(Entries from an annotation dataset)

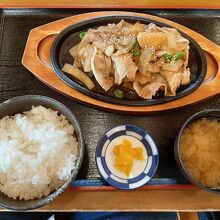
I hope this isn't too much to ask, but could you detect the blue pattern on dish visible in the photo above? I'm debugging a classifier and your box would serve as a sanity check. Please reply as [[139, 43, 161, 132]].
[[96, 125, 159, 189]]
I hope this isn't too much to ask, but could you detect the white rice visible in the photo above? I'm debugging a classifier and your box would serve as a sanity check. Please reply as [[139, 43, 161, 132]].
[[0, 106, 78, 200]]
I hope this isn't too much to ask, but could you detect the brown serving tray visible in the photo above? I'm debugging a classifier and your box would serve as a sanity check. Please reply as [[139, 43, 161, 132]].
[[22, 11, 220, 114]]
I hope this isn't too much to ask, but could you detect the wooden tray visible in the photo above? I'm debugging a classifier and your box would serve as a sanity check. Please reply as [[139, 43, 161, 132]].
[[22, 11, 220, 114]]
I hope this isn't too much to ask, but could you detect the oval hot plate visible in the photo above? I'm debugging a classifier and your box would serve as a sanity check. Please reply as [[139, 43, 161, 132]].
[[50, 15, 207, 106], [22, 11, 220, 114]]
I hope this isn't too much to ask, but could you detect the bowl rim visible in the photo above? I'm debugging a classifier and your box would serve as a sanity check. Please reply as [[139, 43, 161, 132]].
[[0, 95, 85, 211], [50, 13, 207, 107], [95, 124, 159, 191], [174, 109, 220, 194]]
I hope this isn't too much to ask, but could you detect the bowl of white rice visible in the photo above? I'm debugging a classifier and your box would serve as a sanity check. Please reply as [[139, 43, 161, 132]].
[[0, 95, 84, 210]]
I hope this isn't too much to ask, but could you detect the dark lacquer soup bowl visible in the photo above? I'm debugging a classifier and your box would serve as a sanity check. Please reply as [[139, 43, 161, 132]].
[[174, 109, 220, 194], [50, 15, 207, 106]]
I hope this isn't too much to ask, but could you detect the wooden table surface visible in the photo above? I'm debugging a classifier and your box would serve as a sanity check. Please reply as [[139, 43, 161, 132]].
[[0, 0, 220, 8], [0, 9, 220, 211]]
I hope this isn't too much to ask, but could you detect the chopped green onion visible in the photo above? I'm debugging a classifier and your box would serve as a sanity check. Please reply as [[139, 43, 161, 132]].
[[132, 50, 141, 57], [79, 32, 86, 40], [114, 89, 124, 99], [163, 53, 173, 63], [173, 51, 184, 61]]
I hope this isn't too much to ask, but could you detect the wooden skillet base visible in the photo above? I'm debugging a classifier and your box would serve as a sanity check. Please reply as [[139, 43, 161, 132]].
[[22, 11, 220, 115]]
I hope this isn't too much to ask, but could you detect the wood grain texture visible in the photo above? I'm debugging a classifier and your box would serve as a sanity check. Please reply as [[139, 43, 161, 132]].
[[0, 0, 220, 8], [29, 189, 220, 211], [0, 9, 220, 211], [22, 11, 220, 114]]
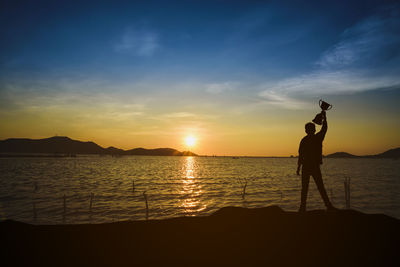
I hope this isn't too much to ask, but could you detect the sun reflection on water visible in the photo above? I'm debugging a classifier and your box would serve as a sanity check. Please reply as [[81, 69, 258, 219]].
[[180, 157, 207, 215]]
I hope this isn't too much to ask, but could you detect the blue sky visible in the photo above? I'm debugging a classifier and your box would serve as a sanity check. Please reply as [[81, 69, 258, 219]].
[[0, 1, 400, 154]]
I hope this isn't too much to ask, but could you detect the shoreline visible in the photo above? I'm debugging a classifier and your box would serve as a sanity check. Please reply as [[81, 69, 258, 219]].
[[0, 206, 400, 266]]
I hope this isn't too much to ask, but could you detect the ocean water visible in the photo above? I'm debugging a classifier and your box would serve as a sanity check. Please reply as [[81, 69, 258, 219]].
[[0, 155, 400, 224]]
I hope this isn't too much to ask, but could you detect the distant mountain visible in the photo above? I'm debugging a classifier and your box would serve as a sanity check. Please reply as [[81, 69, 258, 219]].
[[0, 136, 197, 156], [375, 147, 400, 158], [325, 152, 358, 158], [325, 147, 400, 158]]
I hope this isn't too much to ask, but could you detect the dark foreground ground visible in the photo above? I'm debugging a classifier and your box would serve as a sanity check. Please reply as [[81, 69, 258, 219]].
[[0, 206, 400, 266]]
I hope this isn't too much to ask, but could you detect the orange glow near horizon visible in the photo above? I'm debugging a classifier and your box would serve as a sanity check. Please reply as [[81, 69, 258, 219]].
[[185, 135, 197, 148]]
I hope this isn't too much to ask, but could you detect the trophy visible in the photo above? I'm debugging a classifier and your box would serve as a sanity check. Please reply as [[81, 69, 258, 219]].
[[313, 99, 332, 125]]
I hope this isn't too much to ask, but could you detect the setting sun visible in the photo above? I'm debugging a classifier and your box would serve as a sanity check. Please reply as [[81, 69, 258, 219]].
[[185, 136, 196, 147]]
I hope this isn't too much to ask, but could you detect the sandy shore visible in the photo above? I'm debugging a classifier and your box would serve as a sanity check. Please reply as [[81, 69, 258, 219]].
[[0, 206, 400, 266]]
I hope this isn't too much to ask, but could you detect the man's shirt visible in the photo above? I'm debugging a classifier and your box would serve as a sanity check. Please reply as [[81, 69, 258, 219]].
[[299, 121, 328, 166]]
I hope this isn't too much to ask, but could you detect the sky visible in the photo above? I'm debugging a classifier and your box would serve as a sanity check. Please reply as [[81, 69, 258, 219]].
[[0, 0, 400, 156]]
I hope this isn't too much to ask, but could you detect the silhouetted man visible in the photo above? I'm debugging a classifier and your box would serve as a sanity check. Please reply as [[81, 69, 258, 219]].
[[297, 111, 336, 212]]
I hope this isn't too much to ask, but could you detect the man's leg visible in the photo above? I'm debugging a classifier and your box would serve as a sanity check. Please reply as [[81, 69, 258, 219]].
[[299, 166, 310, 212], [312, 166, 332, 208]]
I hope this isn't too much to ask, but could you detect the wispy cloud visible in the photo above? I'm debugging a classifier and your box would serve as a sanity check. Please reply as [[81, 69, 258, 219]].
[[317, 7, 400, 68], [258, 6, 400, 108], [206, 82, 237, 94], [114, 29, 160, 56]]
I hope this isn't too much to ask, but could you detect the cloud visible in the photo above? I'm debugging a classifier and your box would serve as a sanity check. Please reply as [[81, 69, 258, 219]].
[[206, 82, 237, 94], [115, 29, 160, 57], [164, 112, 196, 118], [258, 6, 400, 108], [316, 6, 400, 68]]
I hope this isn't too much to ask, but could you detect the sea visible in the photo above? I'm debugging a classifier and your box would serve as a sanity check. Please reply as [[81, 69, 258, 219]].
[[0, 155, 400, 224]]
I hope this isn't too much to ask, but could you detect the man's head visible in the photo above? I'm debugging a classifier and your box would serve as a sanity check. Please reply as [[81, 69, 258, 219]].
[[306, 122, 315, 134]]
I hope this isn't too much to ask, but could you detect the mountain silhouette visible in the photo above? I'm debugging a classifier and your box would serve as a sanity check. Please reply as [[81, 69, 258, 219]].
[[0, 136, 197, 156], [325, 152, 358, 158], [325, 147, 400, 158]]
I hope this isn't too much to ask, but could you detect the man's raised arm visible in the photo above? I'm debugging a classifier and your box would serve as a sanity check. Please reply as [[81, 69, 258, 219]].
[[318, 110, 328, 140]]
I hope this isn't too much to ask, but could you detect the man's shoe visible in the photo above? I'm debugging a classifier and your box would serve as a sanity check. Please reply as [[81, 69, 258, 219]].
[[326, 205, 339, 212], [299, 207, 306, 213]]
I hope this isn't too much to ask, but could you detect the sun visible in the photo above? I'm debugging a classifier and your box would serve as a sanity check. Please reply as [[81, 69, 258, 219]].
[[185, 135, 197, 147]]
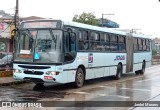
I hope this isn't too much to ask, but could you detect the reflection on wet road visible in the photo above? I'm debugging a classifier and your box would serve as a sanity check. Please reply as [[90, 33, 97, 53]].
[[0, 66, 160, 110]]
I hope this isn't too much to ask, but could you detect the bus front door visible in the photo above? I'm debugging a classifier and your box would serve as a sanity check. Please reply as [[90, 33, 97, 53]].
[[126, 34, 133, 73]]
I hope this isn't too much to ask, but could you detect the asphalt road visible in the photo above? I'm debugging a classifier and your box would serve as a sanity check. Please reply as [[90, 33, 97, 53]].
[[0, 65, 160, 110]]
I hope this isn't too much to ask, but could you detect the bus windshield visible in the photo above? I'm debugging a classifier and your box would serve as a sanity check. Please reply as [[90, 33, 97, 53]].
[[14, 29, 62, 63]]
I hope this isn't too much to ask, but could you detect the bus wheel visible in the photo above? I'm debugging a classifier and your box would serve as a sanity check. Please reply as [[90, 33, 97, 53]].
[[115, 64, 122, 80], [140, 62, 146, 74], [75, 68, 84, 88]]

*THE EXERCISE*
Rewrite the listing in full, starting with the line containing "the sun reflection" and going on through the line containing "[[180, 157, 207, 215]]", shifting every box coordinate in the answer up by 66. Keep the bracketed sample after "Please reply as" unchanged.

*THE COMPLETED TASK*
I hope this isn't too much to ask, but could you detect the sun reflection on water visible in the photo above? I'm debugging a classifier and your box would serve as a sanity check. Please reply as [[81, 69, 258, 219]].
[[246, 223, 273, 281]]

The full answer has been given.